Name every state whose breast cancer registries supplied patient information, according to the breast cancer article below.

• **Passage for review**
════════
CHAMPAIGN, Ill. — Neighborhood characteristics such as racial composition and poverty rates are associated with increased risks of late-stage breast cancer diagnoses and higher mortality rates among urban black women, a new analysis of recent breast cancer research shows.
Even African-American women living in low-income neighborhoods that are undergoing gentrification and economic improvement may be at significantly greater risk of having distant metastases at the time they are diagnosed with breast cancer, said lead author Brandi Patrice Smith, a graduate student in food science and human nutrition at the University of Illinois.
“This is enlightening, because an increase in overall neighborhood socioeconomic status should result in better health for residents, not worse health,” Smith said. “But because these neighborhoods were still low-income, they didn’t have as many resources,” such as health care facilities and access to mammography and follow-up care.
The study, which was published recently in the journal Hormones and Cancer, comprised a sample of more than 93,600 black women living in various large cities and urban areas across the U.S.
The dataset included patient information from state breast cancer registries in California, Georgia, Illinois, New York, North Carolina and Texas. Patients who ranged in age from 19 to 91 were tracked for an average of eight years.
════════
• **Given data**
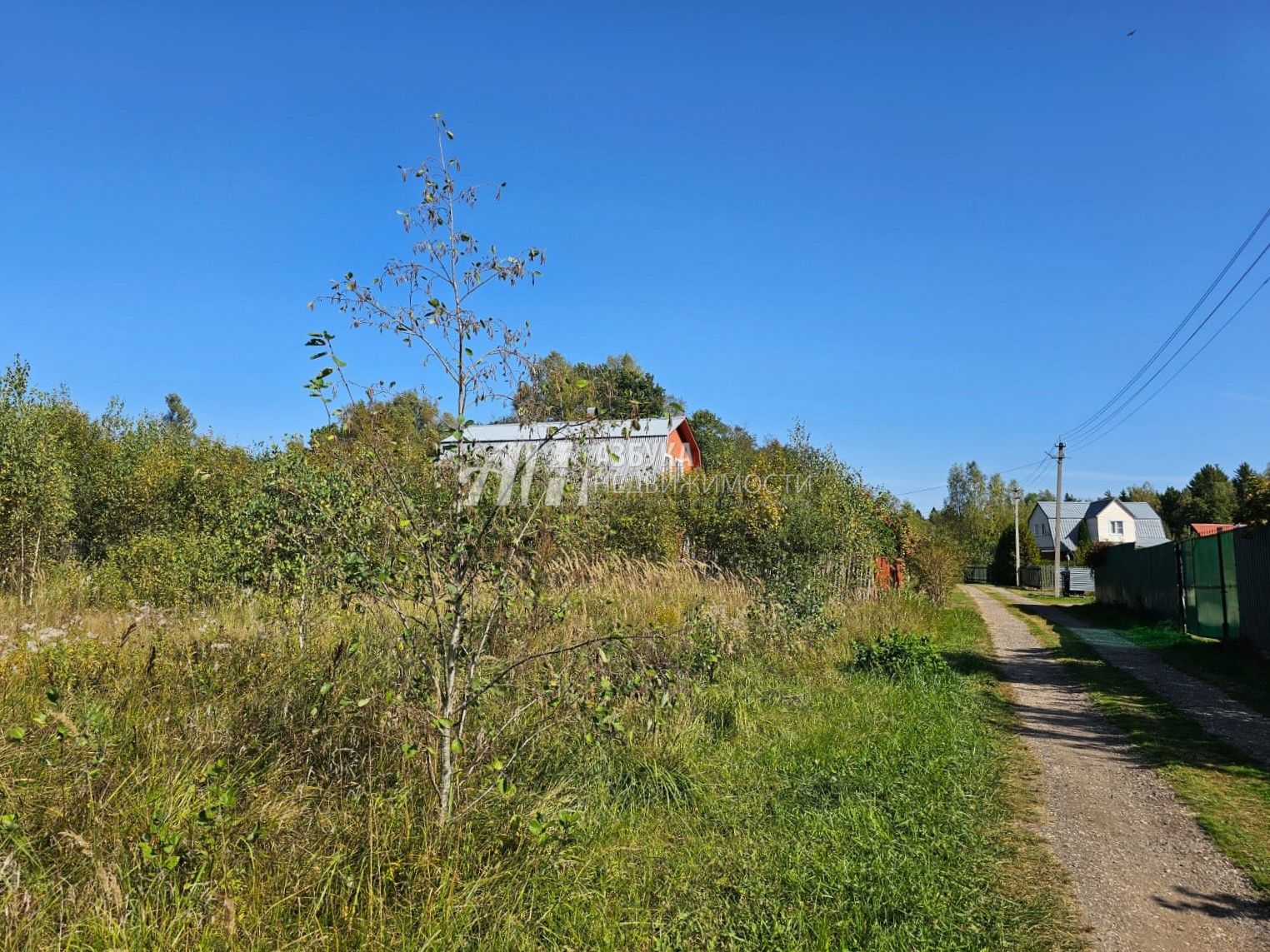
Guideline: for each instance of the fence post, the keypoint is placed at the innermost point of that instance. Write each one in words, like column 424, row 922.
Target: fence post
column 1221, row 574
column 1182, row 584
════════
• **Answer to the exercise**
California, Georgia, Illinois, New York, North Carolina, Texas